Referring expression pointing data:
^^^^

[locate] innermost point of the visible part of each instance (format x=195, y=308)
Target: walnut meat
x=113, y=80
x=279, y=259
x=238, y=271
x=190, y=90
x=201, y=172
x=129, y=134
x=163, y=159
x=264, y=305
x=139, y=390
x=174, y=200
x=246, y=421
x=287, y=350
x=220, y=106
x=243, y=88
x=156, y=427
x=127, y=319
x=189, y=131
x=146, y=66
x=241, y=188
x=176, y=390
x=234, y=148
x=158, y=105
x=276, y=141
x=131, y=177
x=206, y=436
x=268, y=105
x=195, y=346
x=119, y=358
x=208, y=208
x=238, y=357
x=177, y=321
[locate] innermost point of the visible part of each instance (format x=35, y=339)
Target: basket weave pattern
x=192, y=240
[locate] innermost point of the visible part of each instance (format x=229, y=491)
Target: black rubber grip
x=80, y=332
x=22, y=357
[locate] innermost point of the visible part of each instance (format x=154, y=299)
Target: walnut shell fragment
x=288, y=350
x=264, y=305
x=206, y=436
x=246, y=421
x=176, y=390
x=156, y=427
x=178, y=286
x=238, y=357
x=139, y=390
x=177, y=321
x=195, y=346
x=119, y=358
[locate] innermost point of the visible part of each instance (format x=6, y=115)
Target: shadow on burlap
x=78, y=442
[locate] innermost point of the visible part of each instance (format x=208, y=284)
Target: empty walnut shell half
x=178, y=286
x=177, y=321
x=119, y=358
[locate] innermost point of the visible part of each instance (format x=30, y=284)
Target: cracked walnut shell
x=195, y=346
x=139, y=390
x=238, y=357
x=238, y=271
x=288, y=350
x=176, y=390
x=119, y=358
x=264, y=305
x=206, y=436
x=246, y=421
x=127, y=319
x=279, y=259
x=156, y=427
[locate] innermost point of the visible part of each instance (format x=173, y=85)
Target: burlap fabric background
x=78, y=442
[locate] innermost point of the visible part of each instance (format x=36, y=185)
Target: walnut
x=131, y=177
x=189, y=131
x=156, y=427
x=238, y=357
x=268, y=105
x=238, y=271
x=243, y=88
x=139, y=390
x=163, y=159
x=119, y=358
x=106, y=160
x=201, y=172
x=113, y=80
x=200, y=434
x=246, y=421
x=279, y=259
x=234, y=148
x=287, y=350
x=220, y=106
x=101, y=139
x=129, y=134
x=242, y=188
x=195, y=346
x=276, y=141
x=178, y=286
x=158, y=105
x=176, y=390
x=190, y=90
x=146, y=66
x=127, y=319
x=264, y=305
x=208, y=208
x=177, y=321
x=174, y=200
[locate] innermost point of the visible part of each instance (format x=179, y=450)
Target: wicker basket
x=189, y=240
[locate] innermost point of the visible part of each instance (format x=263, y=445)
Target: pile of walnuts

^^^^

YOUR TASK: So that nothing is lost, please reproduce each entry exactly as written.

EXERCISE RESULT:
[locate] innermost point of the visible part of each instance (format x=195, y=308)
Target: walnut meat
x=113, y=80
x=279, y=259
x=238, y=271
x=190, y=90
x=201, y=172
x=129, y=134
x=163, y=159
x=264, y=305
x=139, y=390
x=174, y=200
x=246, y=421
x=287, y=350
x=220, y=106
x=243, y=88
x=156, y=427
x=127, y=319
x=189, y=131
x=146, y=66
x=241, y=188
x=176, y=390
x=234, y=148
x=158, y=105
x=276, y=141
x=131, y=177
x=206, y=436
x=268, y=105
x=195, y=346
x=119, y=358
x=208, y=208
x=238, y=357
x=177, y=321
[locate] innermost point of the visible part of each instance (format x=35, y=339)
Target: basket weave pattern
x=192, y=240
[locate] innermost point of the visible part of each instance (format x=229, y=491)
Target: black rubber grip
x=80, y=332
x=22, y=357
[locate] innermost point of the visible part of each instance (format x=154, y=299)
Target: walnut shell fragment
x=288, y=350
x=264, y=305
x=206, y=436
x=246, y=421
x=176, y=390
x=156, y=427
x=178, y=286
x=238, y=357
x=139, y=390
x=177, y=321
x=195, y=346
x=119, y=358
[locate] innermost point of the visible part of each instance (format x=6, y=115)
Target: shadow on burlap
x=78, y=442
[locate] innermost point of the visible part of each instance (format x=208, y=284)
Target: empty walnut shell half
x=178, y=286
x=177, y=321
x=119, y=358
[locate] innermost point of the visible part of each instance (format x=30, y=284)
Target: cracked walnut shell
x=195, y=346
x=139, y=390
x=238, y=357
x=238, y=271
x=288, y=350
x=176, y=390
x=119, y=358
x=264, y=305
x=206, y=436
x=246, y=421
x=127, y=319
x=279, y=259
x=156, y=427
[locate] innermost point of the visible part of each instance (format x=173, y=85)
Target: burlap fabric background
x=78, y=442
[locate] innermost point of the visible part of each instance (format x=36, y=185)
Target: walnut
x=131, y=177
x=189, y=131
x=156, y=427
x=238, y=357
x=268, y=105
x=238, y=271
x=243, y=88
x=139, y=390
x=163, y=159
x=119, y=358
x=106, y=160
x=201, y=172
x=113, y=80
x=200, y=434
x=246, y=421
x=279, y=259
x=234, y=148
x=287, y=350
x=220, y=106
x=101, y=139
x=129, y=134
x=242, y=188
x=195, y=346
x=276, y=141
x=178, y=286
x=158, y=105
x=176, y=390
x=190, y=90
x=146, y=66
x=127, y=319
x=264, y=305
x=208, y=208
x=177, y=321
x=174, y=200
[locate] innermost point of the visible part of each instance (format x=179, y=450)
Target: wicker basket
x=189, y=240
[locate] innermost point of the visible part of each instance (format x=263, y=445)
Target: pile of walnuts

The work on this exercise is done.